======== Study text

Saturday, May 17, 2014

Genetic Engineering And You: a guide for those who eat

One of the biggest fights in politics today is over genetic modification of our food. Unfortunately, this is such a fraught issue that many people find themselves taking a hard-line position at one end of the opinion spectrum or the other, and the world of nuance in between is lost. I would like to clarify some middle ground that I think deserves to be explored.

Now, in principle, I have nothing against modifying or even recombining the genes in food plants and animals to increase yield or decrease the resources that go into something. I am certainly aware that part of terraforming alien worlds will inevitably involve genetic manipulation of not only living resources but also potentially humans ourselves. Heck, some of my favorite stories/worlds have this as a basic foundation! (See: the Pern series by Anne McCaffery) In fact, most food that we eat in the 21st century has been at the very least cross-bred to increase desirable traits. This is the beginning and ending of some people's argument: we have always tinkered with our food to make it more edible in some way, and modern methods are just the next step in that.

But there are issues with modern methods that simply did not arise in more traditional husbandry. Breeding two wheat plants or two cows together to produce a better version of the same species has predictable results, with at worst one or two mutations to be accepted or rejected (i.e. bred into another generation or culled). Taking a cow embryo and splicing in gene sequences from jellyfish or milkweed or elephants could have a whole cascade of side effects and/or unintended consequences.

Which is not to say that such splicing should never take place, just that it should be done in controlled circumstances. Raise that cow in relative isolation, and two or three generations (at least) of its offspring under close watch. Do not, whatever you do, set the first cow loose into a random field and let it wander off for a decade or so, at which point you have no idea how many offspring there are or how to identify and contain them. Not only is that bad science, it also makes the lives of everyone more difficult: the cattle farmers who might unexpectedly have jellyfish-cows, the meat inspectors who have to certify that this is in fact beef, and the consumers who eat something officially labeled 'beef'.

The ripple effect shows more potential problems. Often the experimental organisms and their offspring grow more quickly, or gobble resources more thoroughly, and overwhelm the native population of whatever. The spliced-in genes might mutate in unexpected ways, or cause strange mutations in the organism's native genetic code. Worse, the gene sequences might cause serious problems for consumers, like allergic reactions or the breaking of religious dietary laws. And without any sort of labeling or transparency about their process, the company cannot technically be held accountable.

We must also consider the intent, the end goal, of splicing in genes from an unrelated species. If your goal is to improve a tomato, you might want to add a gene sequence that increases its vitamin content, or one that extends its shelf life. Unfortunately, it seems that many corporations do not have the goal of improving the food itself. The aim of their tinkering is, far too often, to make the plant more compatible with their own fertilizer or pesticide, or less compatible with potential cross-breedees. (The larger goal of which, of course, is to increase their own profits without regard for who loses thereby.) One day we might conceivably even see animals which can only gain nutrition from plants created by a particular company, making farmers completely beholden to that company. This profit motive also leads these corporations to release organisms that have been minimally tested, or tested only in lab conditions, not in the wild.

This is the main problem I, and many other people, have with corporations like Monsanto. They seemingly do not care about the long-term consequences of their manipulations, nor about the short term effects on their own farmers, other farmers, or those who actually consume the food in question. Their methods and materials are functionally inscrutable, and they have bought enough politicians and regulatory bodies that they effectively face no consequences whatsoever. Worse, they simply keep growing, reaching deeper into our lives and our shopping carts every year, with little to nothing seeming to stand in their way.

================
======== Given information

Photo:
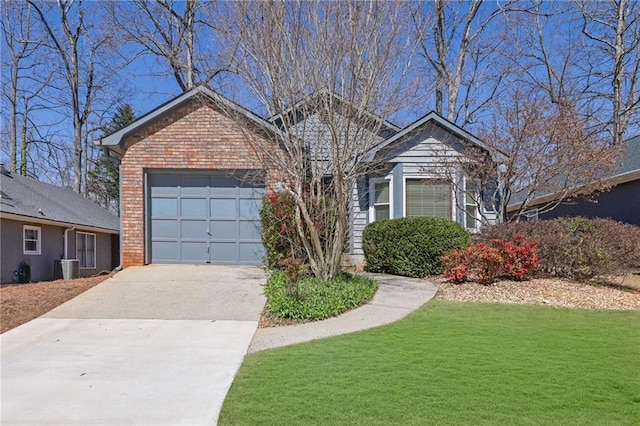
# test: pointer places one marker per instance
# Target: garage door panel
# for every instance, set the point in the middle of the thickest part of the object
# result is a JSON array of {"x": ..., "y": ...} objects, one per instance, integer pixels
[
  {"x": 165, "y": 251},
  {"x": 166, "y": 228},
  {"x": 225, "y": 252},
  {"x": 224, "y": 208},
  {"x": 249, "y": 231},
  {"x": 251, "y": 251},
  {"x": 193, "y": 229},
  {"x": 194, "y": 185},
  {"x": 205, "y": 219},
  {"x": 249, "y": 209},
  {"x": 193, "y": 207},
  {"x": 224, "y": 230},
  {"x": 164, "y": 185}
]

================

Apply what you read -
1 - Repeat word for word the part of the essay on genetically modified food that opens with the words containing "Saturday, May 17, 2014" and closes with "to be explored.".
2 - In the essay on genetically modified food, which book series is named as one whose world is built on genetic manipulation?
The records have nothing to do with the essay on genetically modified food.

Results of the exercise -
1 -
Saturday, May 17, 2014

Genetic Engineering And You: a guide for those who eat

One of the biggest fights in politics today is over genetic modification of our food. Unfortunately, this is such a fraught issue that many people find themselves taking a hard-line position at one end of the opinion spectrum or the other, and the world of nuance in between is lost. I would like to clarify some middle ground that I think deserves to be explored.

2 - The Pern series by Anne McCaffery.